TEXTO CITADO -
------

Já em 1541 com os nativos cansados dos abusos e decididos a defender seu modo de vida, suas crenças e suas terras ancestrais, começaram a se rebelar, inicialmente evitando assistir as missas. Seu descontentamento foi maior quando soldados enviados por frades autorizaram levar os rebelados à força até a igreja, foi aí que muitos nativos sedentários abandonaram os povoados dos espanhóis e se refugiaram nas montanhas, adaptando-se novamente à vida de caçadores-coletores seminômades. Nas montanhas se encontraram com mais e mais indígenas que tinham decidido fazer o mesmo. Assim, após várias reuniões entre tribos e liderados por vários “tlatoanis”, a rebelião generalizada começou. Ao grito de “¡Axcan kema, tehuatl, nehuatl!” (Até tua morte ou a minha), os grupos de originários armados atacaram soldados espanhóis, queimaram conventos, igrejas e pequenos povoados, armaram emboscadas, mataram frades, cidadãos espanhóis, negros, mulheres, mulatos, indígenas aliados dos brancos, gados e cavalos.

Na rebelão participaram coras, huachichiles, caxcanes, zacatecos, guamares, guainamotas, tepehuanes, irritilas, huicholes, entre outros.

Depois de vários ataques os guerreiros se unificaram no Monte de Mixtón, de onde atacavam as cavalarias espanholas que eram enviadas pelo governador de Nova Galícia, Critóbal de Oñate. Por sua vez, frades missionários subiam o monte para tentar se envolver em negociações e assim alcançar a paz por meio de pregações religiosas. Segundo as crônicas, o franciscano Juan de Calero tentou dialogar com os rebeldes com sua bíblia na mão quando um deles respondeu furiosamente “Já não nos pregará mais coisas do céu nem do inferno, não queremos tua doutrina!”, depois destas palavras mencionadas no idioma dos selvagens eles o atacaram e mataram-no com flechas e lanças.

------

REGISTROS -
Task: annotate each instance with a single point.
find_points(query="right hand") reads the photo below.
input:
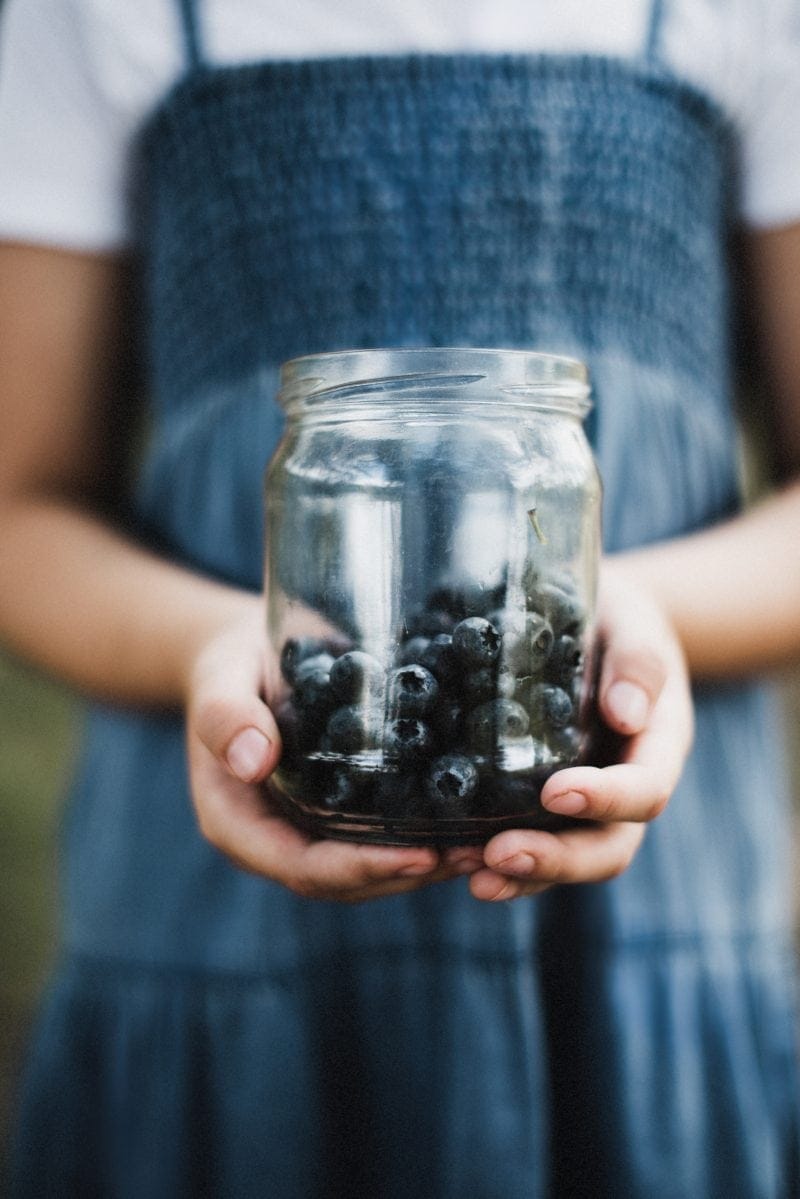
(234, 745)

------

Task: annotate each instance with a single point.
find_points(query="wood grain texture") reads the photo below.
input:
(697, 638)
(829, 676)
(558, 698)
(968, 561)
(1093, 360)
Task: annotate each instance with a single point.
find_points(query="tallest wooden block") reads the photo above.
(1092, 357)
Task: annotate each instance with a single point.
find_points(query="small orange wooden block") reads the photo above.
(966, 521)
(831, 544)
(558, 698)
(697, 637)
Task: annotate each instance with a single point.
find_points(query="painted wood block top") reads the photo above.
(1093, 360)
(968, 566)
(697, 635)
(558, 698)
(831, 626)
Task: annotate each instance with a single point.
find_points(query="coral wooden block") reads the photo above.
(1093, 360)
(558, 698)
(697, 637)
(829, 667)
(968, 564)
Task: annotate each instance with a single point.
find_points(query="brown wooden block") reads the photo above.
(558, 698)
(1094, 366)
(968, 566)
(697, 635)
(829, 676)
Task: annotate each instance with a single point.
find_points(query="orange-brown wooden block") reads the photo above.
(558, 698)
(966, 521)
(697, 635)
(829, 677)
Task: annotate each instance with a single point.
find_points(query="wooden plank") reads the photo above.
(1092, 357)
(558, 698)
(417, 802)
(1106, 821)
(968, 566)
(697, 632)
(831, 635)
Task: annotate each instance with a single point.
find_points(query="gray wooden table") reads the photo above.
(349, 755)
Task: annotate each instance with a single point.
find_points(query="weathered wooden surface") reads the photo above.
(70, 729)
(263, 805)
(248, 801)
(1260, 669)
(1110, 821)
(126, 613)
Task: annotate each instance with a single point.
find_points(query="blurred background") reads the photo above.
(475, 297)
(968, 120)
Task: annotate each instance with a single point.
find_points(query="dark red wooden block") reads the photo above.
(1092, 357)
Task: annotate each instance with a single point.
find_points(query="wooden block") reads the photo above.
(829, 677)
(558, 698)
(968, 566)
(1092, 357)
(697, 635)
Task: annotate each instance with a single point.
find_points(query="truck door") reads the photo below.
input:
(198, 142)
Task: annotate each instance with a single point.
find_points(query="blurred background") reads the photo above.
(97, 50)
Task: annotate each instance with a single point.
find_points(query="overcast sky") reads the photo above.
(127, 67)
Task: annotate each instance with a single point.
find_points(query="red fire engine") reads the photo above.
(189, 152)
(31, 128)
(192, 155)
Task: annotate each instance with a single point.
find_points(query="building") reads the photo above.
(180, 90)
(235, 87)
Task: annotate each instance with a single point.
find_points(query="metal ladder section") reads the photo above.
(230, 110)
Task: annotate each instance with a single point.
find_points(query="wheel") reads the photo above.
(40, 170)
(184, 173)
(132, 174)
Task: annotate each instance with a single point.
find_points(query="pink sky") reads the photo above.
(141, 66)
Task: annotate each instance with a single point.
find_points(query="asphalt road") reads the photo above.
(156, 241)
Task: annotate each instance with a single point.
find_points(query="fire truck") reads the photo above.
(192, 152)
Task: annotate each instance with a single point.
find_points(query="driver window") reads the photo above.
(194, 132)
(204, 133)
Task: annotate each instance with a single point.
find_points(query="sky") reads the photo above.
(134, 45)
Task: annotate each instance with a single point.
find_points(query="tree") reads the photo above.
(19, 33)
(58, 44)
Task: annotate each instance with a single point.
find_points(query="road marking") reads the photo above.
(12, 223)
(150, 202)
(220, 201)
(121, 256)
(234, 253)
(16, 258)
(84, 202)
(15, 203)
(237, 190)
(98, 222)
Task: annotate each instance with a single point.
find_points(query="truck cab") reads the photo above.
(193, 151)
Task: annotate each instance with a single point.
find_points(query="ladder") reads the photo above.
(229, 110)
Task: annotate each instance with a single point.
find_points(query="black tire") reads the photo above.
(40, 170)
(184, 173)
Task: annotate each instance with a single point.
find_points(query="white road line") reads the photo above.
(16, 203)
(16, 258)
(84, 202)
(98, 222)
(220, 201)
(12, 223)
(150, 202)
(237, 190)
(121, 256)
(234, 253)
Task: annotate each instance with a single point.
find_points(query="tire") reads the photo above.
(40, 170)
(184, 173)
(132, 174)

------

TAREFA PROPOSTA -
Prossiga o texto sobre a rebelião indígena no Monte de Mixtón, começando logo após a última frase apresentada.

RESPOSTA ESCRITA -
Fernán Gonzales de Eslava descrevia os bárbaros da seguinte forma: “dentro de seu furor indescritível são aprisionados todos os males, e com flechas infernais não deixam vivos nenhum dos missionários viventes”.

Devido a grande maioria dos ataques que lançaram os europeus contra os rebelados de Mixtón terem fracassado, e advertido porque estes haviam tomado várias cidades (inclusive a própria cidade de Guadalajara), Oñate mandou chamar o capitão Diego de Ibarra, experto em estratégias militares. Este tratou de sitiar os rebeldes em raras ocasiões, mas nenhuma delas deu resultado mais do que já era esperado: cavalos flechados, soldados mortos e os vivos muito desmoralizados, tanto pelas perdas como pelas piadas que os rebelados faziam com eles lá do topo da colina após as batalhas.

Mas os nativos tinham algo guardado para Ibarra e seus homens, um golpe tão forte que iria abalar até mesmo o vice-rei de Nova Espanha, Antonio de Mendoza e a todo o Conselho das Índias.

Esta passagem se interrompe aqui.